**Task statement**
In the data, find each line where the word "side" appears and list that line.

*** Opening Task inputs ***

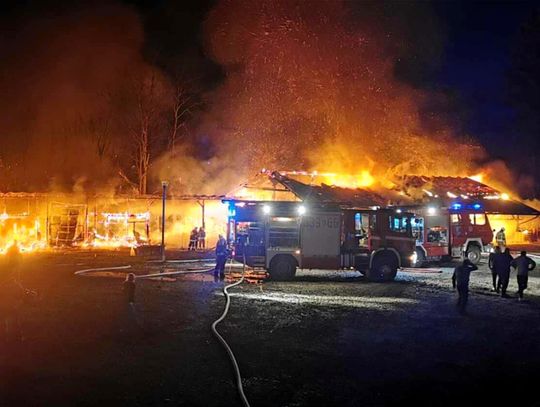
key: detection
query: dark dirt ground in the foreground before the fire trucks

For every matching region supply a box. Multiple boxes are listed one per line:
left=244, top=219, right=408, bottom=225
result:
left=0, top=252, right=540, bottom=406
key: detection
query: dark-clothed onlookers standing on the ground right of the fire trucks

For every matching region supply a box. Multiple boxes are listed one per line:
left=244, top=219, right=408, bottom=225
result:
left=452, top=246, right=536, bottom=314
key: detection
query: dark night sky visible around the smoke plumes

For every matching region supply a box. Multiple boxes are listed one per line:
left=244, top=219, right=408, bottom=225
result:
left=0, top=1, right=540, bottom=196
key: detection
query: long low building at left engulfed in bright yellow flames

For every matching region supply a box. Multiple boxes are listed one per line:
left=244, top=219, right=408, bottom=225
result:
left=0, top=193, right=226, bottom=253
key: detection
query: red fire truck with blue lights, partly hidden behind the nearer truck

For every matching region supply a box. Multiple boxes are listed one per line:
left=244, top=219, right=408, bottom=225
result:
left=407, top=202, right=493, bottom=267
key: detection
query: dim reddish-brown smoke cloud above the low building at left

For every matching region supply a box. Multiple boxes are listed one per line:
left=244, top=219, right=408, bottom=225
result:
left=0, top=5, right=160, bottom=194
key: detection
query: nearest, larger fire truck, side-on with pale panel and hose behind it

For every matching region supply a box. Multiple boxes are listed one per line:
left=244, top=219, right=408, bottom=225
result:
left=224, top=200, right=415, bottom=281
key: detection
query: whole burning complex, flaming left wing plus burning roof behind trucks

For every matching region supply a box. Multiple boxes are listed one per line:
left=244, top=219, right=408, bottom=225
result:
left=0, top=170, right=540, bottom=253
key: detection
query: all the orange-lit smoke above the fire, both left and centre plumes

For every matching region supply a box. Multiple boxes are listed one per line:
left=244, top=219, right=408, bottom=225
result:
left=0, top=0, right=527, bottom=199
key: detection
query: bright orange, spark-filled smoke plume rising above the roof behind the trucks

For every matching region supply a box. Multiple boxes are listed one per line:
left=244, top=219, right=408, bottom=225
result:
left=196, top=0, right=484, bottom=185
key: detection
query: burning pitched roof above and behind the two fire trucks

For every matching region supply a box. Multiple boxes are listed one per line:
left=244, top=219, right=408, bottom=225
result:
left=238, top=170, right=540, bottom=245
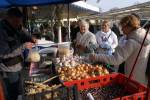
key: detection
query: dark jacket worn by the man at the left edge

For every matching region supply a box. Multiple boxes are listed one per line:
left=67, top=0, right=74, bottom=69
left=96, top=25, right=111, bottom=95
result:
left=0, top=20, right=32, bottom=59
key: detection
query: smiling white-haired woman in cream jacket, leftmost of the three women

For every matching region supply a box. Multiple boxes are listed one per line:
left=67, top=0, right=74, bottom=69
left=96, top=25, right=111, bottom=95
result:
left=75, top=20, right=97, bottom=54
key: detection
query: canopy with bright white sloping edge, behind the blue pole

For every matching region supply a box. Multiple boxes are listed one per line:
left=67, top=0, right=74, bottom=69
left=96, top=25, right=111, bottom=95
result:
left=29, top=1, right=99, bottom=19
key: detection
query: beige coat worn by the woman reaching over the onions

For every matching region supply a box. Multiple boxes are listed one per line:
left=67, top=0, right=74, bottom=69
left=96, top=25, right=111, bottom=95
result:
left=96, top=28, right=150, bottom=85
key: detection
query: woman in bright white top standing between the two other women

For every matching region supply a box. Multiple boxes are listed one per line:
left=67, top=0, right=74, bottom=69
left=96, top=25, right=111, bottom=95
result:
left=96, top=20, right=118, bottom=55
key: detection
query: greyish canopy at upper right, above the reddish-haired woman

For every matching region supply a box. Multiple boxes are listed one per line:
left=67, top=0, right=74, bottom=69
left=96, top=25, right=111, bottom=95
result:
left=79, top=1, right=150, bottom=19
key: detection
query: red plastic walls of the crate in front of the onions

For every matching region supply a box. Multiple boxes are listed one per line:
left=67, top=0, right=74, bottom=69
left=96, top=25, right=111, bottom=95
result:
left=64, top=73, right=146, bottom=100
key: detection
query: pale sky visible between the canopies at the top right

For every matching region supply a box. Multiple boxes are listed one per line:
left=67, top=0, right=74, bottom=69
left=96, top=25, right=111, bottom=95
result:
left=87, top=0, right=150, bottom=12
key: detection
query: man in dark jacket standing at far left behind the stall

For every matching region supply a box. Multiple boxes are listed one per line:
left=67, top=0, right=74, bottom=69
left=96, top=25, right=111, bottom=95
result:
left=0, top=8, right=36, bottom=100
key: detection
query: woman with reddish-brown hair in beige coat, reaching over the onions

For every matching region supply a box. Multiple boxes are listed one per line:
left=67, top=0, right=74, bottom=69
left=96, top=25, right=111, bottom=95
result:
left=89, top=15, right=150, bottom=85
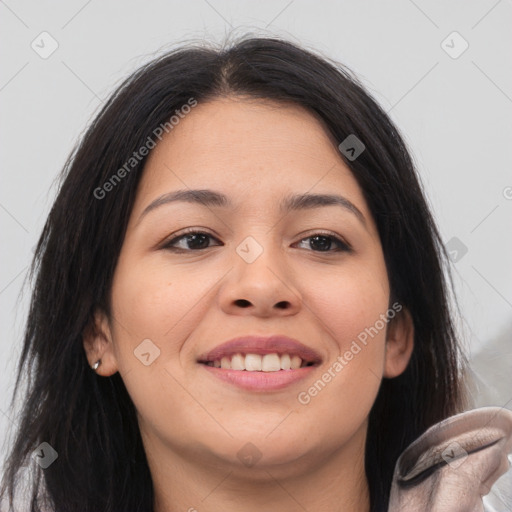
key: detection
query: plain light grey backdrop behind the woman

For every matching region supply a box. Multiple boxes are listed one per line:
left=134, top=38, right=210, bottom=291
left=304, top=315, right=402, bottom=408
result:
left=0, top=0, right=512, bottom=510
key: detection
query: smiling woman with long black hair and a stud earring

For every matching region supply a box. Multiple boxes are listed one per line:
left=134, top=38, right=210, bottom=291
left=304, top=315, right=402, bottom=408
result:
left=4, top=38, right=510, bottom=512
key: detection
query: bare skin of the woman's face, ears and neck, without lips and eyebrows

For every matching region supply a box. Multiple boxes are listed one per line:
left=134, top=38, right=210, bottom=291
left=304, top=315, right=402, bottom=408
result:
left=84, top=97, right=414, bottom=512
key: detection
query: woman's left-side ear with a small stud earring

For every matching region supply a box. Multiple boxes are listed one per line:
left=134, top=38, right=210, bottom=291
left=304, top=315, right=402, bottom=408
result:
left=82, top=310, right=118, bottom=377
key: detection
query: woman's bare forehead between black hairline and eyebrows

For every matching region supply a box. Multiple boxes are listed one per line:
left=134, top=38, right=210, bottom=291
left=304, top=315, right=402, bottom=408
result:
left=135, top=97, right=365, bottom=217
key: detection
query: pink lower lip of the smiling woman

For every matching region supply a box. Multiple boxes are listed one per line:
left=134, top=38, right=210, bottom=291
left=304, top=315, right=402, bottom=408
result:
left=201, top=364, right=316, bottom=391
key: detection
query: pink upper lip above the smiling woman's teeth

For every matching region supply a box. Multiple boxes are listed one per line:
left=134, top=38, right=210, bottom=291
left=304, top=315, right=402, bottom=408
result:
left=198, top=334, right=321, bottom=363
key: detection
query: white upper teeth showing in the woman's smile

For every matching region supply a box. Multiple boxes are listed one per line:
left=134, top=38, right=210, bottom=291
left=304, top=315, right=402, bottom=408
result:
left=208, top=353, right=305, bottom=372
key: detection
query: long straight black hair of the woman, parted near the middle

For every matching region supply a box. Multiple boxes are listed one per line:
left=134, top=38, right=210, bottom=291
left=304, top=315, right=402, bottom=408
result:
left=2, top=37, right=462, bottom=512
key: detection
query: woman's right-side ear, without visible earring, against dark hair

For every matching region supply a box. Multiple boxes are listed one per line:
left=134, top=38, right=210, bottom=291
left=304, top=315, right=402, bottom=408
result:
left=384, top=308, right=414, bottom=379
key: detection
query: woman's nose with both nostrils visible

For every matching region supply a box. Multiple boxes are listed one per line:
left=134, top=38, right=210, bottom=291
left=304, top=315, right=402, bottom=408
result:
left=219, top=241, right=302, bottom=318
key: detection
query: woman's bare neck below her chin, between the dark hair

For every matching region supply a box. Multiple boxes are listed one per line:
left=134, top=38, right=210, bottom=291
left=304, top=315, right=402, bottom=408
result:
left=145, top=424, right=370, bottom=512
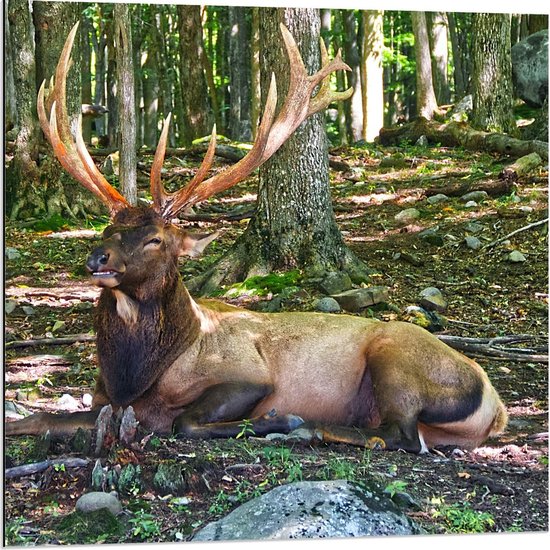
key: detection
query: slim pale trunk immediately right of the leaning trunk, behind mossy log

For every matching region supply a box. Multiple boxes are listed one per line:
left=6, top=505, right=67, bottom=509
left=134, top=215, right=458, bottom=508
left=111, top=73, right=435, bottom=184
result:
left=428, top=12, right=451, bottom=105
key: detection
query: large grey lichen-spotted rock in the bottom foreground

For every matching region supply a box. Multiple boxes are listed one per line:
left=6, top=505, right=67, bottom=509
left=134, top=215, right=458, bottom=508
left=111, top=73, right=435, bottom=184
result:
left=193, top=480, right=423, bottom=541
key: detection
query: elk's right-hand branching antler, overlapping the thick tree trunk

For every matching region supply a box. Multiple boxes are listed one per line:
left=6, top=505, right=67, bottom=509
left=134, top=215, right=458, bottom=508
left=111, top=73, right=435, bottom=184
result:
left=151, top=23, right=353, bottom=219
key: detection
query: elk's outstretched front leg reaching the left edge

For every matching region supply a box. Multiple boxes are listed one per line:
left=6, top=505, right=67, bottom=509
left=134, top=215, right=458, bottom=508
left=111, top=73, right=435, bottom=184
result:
left=4, top=407, right=101, bottom=437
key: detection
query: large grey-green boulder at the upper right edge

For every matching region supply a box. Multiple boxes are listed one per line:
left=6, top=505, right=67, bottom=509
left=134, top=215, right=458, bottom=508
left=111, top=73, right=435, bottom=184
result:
left=512, top=29, right=548, bottom=107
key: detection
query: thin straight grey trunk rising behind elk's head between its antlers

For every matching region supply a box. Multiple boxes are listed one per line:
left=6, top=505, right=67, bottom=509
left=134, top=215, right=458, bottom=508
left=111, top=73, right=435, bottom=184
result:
left=113, top=4, right=137, bottom=205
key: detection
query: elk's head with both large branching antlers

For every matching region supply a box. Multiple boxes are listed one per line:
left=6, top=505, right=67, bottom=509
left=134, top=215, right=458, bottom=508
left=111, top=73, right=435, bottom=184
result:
left=37, top=23, right=353, bottom=296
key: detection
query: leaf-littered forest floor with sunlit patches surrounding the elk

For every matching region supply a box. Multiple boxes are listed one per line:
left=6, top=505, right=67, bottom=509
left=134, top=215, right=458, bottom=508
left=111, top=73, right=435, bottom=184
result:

*** Closing Task inputs ***

**Task solution**
query: nearest, larger fire truck, side-on with pale panel and hose behind it
query: woman's left-side ear with a small stud earring
query: woman's right-side ear, without visible earring, against dark hair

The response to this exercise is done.